**What you need to do:**
Extend the article on forage fiber digestibility below, beginning right after its final sentence.

**Supplied passage:**
..............................

Here’s what matters
|By Mike Rankin|
After the speaker spent the better part of 45 minutes discussing the virtues of high forage fiber digestibility, he opened the floor up for questions. First out of the chute came this question in the form of a comment:
“I sell hay based on crude protein and TDN (total digestible nutrients). I didn’t hear you say anything about those.”
The speaker politely and correctly asserted that those long-held foundations of the USDA’s hay grading system simply did not do an adequate job in predicting animal performance. Of course, the same can be said for acid detergent fiber (ADF), neutral detergent fiber (NDF), and relative feed value (RFV), other cornerstones of the grading system.
To be clear, the TDN value being referred to is the one derived from ADF, sometimes called the Western or California formula. In a similar context, forage NDF content largely drives RFV.
Total fiber content is an important consideration, but how much of that fiber gets digested (or doesn’t get digested) is equally if not more essential to know, especially if being fed to dairy or beef animals that are lactating or growing. Highly digestible forages can boost dry matter intake and cut feed costs in the form of additional supplements.
Though it’s true that protein is an important component of an animal’s diet, it rarely is the most limiting factor; energy, on the other hand, often does limit performance. In a forage-based diet, that translates to fiber digestibility and rate of digestion.
Practical truths and observations
Animal performance hinges on fiber digestibility and, in turn, the actual amount of total digestible nutrients derived from the forage. With this in mind, here are some guiding principles and observations for consideration:
1. High-fiber digestibility often doesn’t cost anything; it’s mostly a function of making timely harvest and grazing decisions.
2. Harvesting forage with relatively high-fiber digestibility is almost always a net economic winner whether you feed it or sell it.
3. Though yield and stand persistence are always important considerations, keep in mind that at some point in the plant maturity process the forage yield may continue to climb, but the harvested amount of digestible nutrients declines. It makes little sense to capture yield of additional fiber that won’t be digested.
4. It is very possible to have high-protein forage that is low in fiber digestibility. Wilting hay that is rained on will often fall into this category. Don’t be fooled into thinking that because the forage has a high protein content that it is also high in fiber digestibility.

..............................

**Data shown:**
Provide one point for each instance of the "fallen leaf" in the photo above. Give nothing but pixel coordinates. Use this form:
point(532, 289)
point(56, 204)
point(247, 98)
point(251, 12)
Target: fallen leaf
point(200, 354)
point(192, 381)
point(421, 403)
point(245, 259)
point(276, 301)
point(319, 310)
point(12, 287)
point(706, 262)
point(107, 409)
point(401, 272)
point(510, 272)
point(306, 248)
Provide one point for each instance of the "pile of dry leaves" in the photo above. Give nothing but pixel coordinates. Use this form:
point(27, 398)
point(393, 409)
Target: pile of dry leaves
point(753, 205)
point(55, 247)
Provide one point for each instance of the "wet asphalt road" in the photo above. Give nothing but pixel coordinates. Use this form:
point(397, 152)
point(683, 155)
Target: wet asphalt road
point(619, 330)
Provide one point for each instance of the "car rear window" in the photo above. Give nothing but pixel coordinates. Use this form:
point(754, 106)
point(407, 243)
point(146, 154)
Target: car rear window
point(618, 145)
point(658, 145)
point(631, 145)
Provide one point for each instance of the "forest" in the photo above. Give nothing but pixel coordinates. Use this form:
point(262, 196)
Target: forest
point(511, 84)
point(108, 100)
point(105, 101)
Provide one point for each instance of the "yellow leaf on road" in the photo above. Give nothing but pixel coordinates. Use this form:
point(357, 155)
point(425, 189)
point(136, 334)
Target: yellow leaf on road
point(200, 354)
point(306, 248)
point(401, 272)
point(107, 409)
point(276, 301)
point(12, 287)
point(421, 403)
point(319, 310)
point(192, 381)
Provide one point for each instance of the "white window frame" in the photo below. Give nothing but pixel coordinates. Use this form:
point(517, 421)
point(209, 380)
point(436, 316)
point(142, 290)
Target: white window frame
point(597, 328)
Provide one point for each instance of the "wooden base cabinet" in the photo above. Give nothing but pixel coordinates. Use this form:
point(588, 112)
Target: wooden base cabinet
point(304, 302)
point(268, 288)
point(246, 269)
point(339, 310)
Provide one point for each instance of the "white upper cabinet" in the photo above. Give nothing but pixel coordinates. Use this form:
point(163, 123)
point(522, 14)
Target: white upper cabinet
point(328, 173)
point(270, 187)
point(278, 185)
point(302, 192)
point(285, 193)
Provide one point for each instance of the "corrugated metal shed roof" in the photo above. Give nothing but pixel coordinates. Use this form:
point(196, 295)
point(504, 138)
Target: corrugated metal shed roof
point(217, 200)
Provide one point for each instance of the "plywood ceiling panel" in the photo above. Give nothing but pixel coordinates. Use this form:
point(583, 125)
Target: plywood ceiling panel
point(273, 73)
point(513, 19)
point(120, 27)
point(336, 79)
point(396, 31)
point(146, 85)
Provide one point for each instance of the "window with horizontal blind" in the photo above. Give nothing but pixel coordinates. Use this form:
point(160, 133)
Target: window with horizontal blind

..............................

**Response for this exercise:**
5. Money spent on forage varieties that have research-proven high-fiber (NDF) digestibility is generally money well-invested. Reduced-lignin alfalfa varieties, with corresponding high-fiber digestibility, fall into this category. This is true if for no other reason than providing additional insurance against rain delays, which have already come into play in a big way during 2017.
6. As with varieties, selecting forage species with high-fiber digestibility will also pay dividends. Meadow fescue, for example, has been shown to be superior to many of its perennial cool-season grass counterparts. Ryegrasses also excel in this regard.
7. Grasses generally contain both more fiber and also a higher percent of digestible fiber than legumes. To capture the “grass advantage,” stands must be cut early as fiber digestibility declines rapidly once seedheads appear. Highly digestible grass forage is often capitalized on through good grazing management but seems less often captured when grass is cut for hay or haylage.
8. Just because the hay market doesn’t value fiber digestibility doesn’t mean that you can’t. Put your money and faith in metrics such as NDF digestibility (NDFD), undigested NDF (uNDF240), total tract NDF digestibility (TTNDFD), relative forage quality (RFQ), or a summative TDN calculation. You may be able to find buys that are currently undervalued in the market.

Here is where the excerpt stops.